Given passage:
────────────────────
# HOB Filter/Heater Combo



## PaulInKingston (Dec 4, 2005)

Are there any HOB's on the market that have a compartment in the filter itself to put a heater. This would be great for a small tank with limited space.


----------



## emc7 (Jul 23, 2005)

I haven't seen any yet, but there are in-line heaters for caniter filters.


----------



## Guest (Sep 3, 2006)

i think its tetra-tec filter that has that combo.


----------



## BlackArchFish (Apr 29, 2005)

I know of one BUT it isn't for SMALL tanks.
It's Water Wonders.
Fake rock/log stuff.


----------



## emc7 (Jul 23, 2005)

http://www.tetra-fish.com/catalog/product.aspx?id=285 Mike is right. Its optional, but possible.


----------



## Puffer Pita (Jun 16, 2006)

I personally avoid units that do multiple things like that because you're pretty much stuck with their crap when something breaks. I'd rather get individual components that are cheaper and I can find better things for if they need replacing.


----------



## HybridS130 (Aug 27, 2006)

Boxermom said:


> I personally avoid units that do multiple things like that because you're pretty much stuck with their crap when something breaks. I'd rather get individual components that are cheaper and I can find better things for if they need replacing.



Ditto!. . . . . . .


----------



## predator (Jan 28, 2005)

dont they have heaters that stick on the back of your tank if you have a small tank... and like heat it through the glass?

-me


----------



## Puffer Pita (Jun 16, 2006)

I just use a standard 25w VisiTherm heater in all of my small tanks. Works fine.


----------



## HybridS130 (Aug 27, 2006)

predator said:


> dont they have heaters that stick on the back of your tank if you have a small tank... and like heat it through the glass?
> 
> -me



Those are made for terrariums and are not to be used on aquariums because the heat can cause the glass to crack.


----------



## PaulInKingston (Dec 4, 2005)

My line of thinking was for a 10 gallon tank, it would be good as it takes up less room where room is at a premium.


----------



## Puffer Pita (Jun 16, 2006)

I have 25w heaters in everything from a 1g and up. Spaces is at a premium, yes, but they are small enough that they don't take up much swimming space.


----------



## PaulInKingston (Dec 4, 2005)

Tanks for all the info.


----------



## girth vader (Apr 24, 2006)

you can get fully submersible 5 watt heaters and 10 watt heaters that are very small, twice as small is the 25 watt in question. Just have to hunt for them as they are not stocked by all fish stores. I had 1 for my 10g and it worked fine for my ADFs.


----------



## Puffer Pita (Jun 16, 2006)

I wouldn't recommend those small ones unless you can find on that you can adjust the temperature on, which I've never been able to do. The "preset" ones have caused nothing but problems for me. A 7w that was supposed to raise the temp 2-4 degrees in a 2.5 gallon tank kicked the temp up a full 10 degrees! High 80s is not where I wanted it. I'll never use another heater that doesn't have a regulator and temperature control on it.


----------



## PaulInKingston (Dec 4, 2005)

I'll make sure it has a regulator and temperature control, tanks again.


----------
────────────────────
Challenge:
Answer these questions from the heater thread above:
1. What tank size was PaulInKingston thinking of for a filter/heater combo?
2. What heater does Puffer Pita use in all of their small tanks?
3. According to HybridS130, why shouldn't heaters that stick on the back of a tank be used on aquariums?

Data excerpt:
────────────────────
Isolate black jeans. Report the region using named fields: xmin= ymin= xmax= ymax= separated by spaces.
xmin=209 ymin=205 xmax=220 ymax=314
────────────────────
Solution below:
1. A 10 gallon tank.
2. A standard 25w VisiTherm heater.
3. The heat can cause the glass to crack.